### Written task A
List every line of the entries below that contains the word "after", copying each such line in full.

### Selection
++++
[Bridge] [PATCH net-next v1 2/2] bridge: export multicast database via netlink

Thomas Graf tgraf at suug.ch
Fri Nov 30 11:26:18 UTC 2012


On 11/30/12 at 05:58pm, Cong Wang wrote:
> +enum {
> +	MDBA_UNSPEC,
> +	MDBA_MDB,
> +	MDBA_ROUTER,
> +	__MDBA_MAX,
> +};
> +#define MDBA_MAX (__MDBA_MAX - 1)
> +
> +enum {
> +	MDBA_MDB_UNSPEC,
> +	MDBA_MCADDR,
> +	MDBA_BRPORT_NO,
> +	__MDBA_MDB_MAX,
> +};
> +#define MDBA_MDB_MAX (__MDBA_MDB_MAX - 1)

So juse use these enums from iproute2 directly instead redefining
them.

> diff --git a/net/bridge/br_mdb.c b/net/bridge/br_mdb.c
> new file mode 100644
> index 0000000..3751f7d
> --- /dev/null
> +++ b/net/bridge/br_mdb.c
> @@ -0,0 +1,166 @@
> +#include <linux/err.h>
> +#include <linux/if_ether.h>
> +#include <linux/igmp.h>
> +#include <linux/kernel.h>
> +#include <linux/netdevice.h>
> +#include <linux/rculist.h>
> +#include <linux/skbuff.h>
> +#include <linux/slab.h>
> +#include <net/ip.h>
> +#if IS_ENABLED(CONFIG_IPV6)
> +#include <net/ipv6.h>
> +#include <net/mld.h>
> +#include <net/addrconf.h>
> +#include <net/ip6_checksum.h>
> +#endif
> +
> +#include "br_private.h"
> +
> +struct br_port_msg {
> +	int ifindex;
> +};

Make that __u32 ifindex and move the definition into if_bridge.h so
you can reuse it in iproute2.

> +static int br_rports_fill_info(struct sk_buff *skb, struct netlink_callback *cb,
> +			       u32 seq, struct net_device *dev)
> +{
> +	struct net_bridge *br = netdev_priv(dev);
> +	struct net_bridge_port *p;
> +	struct hlist_node *n;
> +	struct nlattr *nest;
> +
> +	if (!br->multicast_router || hlist_empty(&br->router_list)) {
> +		printk(KERN_INFO "no router on bridge\n");
> +		return 0;
> +	}
> +
> +	nest = nla_nest_start(skb, MDBA_ROUTER);
> +	if (nest == NULL)
> +		return -EMSGSIZE;
> +
> +	hlist_for_each_entry_rcu(p, n, &br->router_list, rlist) {
> +		if (p && nla_put_u16(skb, MDBA_BRPORT_NO, p->port_no))
> +			goto fail;
> +	}

port_no 0 is reserved, right?

We can reduce message size here and make it easier to extend by
using p->port_no as the attribute id by doing something like this:

hlist_for_each_entry_rcu(p, n, &br->router_list, rlist)
	if (nla_put_flag(skb, p->port_no))
++++
### Records provided
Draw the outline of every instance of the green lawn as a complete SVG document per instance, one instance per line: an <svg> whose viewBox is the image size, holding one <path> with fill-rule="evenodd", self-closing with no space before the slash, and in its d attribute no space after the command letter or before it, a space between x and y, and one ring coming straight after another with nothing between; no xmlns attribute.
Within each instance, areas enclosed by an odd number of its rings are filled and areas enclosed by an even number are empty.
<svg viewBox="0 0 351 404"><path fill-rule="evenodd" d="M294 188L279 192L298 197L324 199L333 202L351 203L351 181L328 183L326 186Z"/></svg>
++++
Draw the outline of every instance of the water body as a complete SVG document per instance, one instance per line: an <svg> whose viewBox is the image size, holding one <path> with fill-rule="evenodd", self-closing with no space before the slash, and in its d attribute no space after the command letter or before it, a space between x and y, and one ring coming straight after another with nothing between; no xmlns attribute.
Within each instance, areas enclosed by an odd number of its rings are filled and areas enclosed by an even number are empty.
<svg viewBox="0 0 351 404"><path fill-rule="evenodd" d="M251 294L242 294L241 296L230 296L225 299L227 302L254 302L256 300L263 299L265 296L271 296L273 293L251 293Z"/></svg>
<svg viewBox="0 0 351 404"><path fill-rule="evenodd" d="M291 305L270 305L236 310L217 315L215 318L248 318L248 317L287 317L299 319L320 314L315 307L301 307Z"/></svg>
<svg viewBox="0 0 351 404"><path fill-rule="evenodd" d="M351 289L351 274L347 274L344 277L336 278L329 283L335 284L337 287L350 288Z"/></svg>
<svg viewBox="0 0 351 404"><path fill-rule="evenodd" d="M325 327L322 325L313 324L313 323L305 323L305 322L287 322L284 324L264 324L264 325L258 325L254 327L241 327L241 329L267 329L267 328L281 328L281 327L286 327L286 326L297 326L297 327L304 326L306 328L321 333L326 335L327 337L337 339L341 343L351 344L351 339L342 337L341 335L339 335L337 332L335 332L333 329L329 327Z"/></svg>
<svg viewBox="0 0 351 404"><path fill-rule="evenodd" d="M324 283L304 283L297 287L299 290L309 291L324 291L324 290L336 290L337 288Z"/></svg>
++++
### Written task B
Edit the patch review from "Make that __u32" to "struct net_device *dev)", putting "userspace tools" wherever "iproute2" occurs in that stretch.

### Result A
Draw the outline of every instance of the green lawn as a complete SVG document per instance, one instance per line: an <svg> whose viewBox is the image size, holding one <path> with fill-rule="evenodd", self-closing with no space before the slash, and in its d attribute no space after the command letter or before it, a space between x and y, and one ring coming straight after another with nothing between; no xmlns attribute.
Draw the outline of every instance of the water body as a complete SVG document per instance, one instance per line: an <svg> whose viewBox is the image size, holding one <path> with fill-rule="evenodd", self-closing with no space before the slash, and in its d attribute no space after the command letter or before it, a space between x and y, and one ring coming straight after another with nothing between; no xmlns attribute.

### Result B
Make that __u32 ifindex and move the definition into if_bridge.h so
you can reuse it in userspace tools.

> +static int br_rports_fill_info(struct sk_buff *skb, struct netlink_callback *cb,
> +			       u32 seq, struct net_device *dev)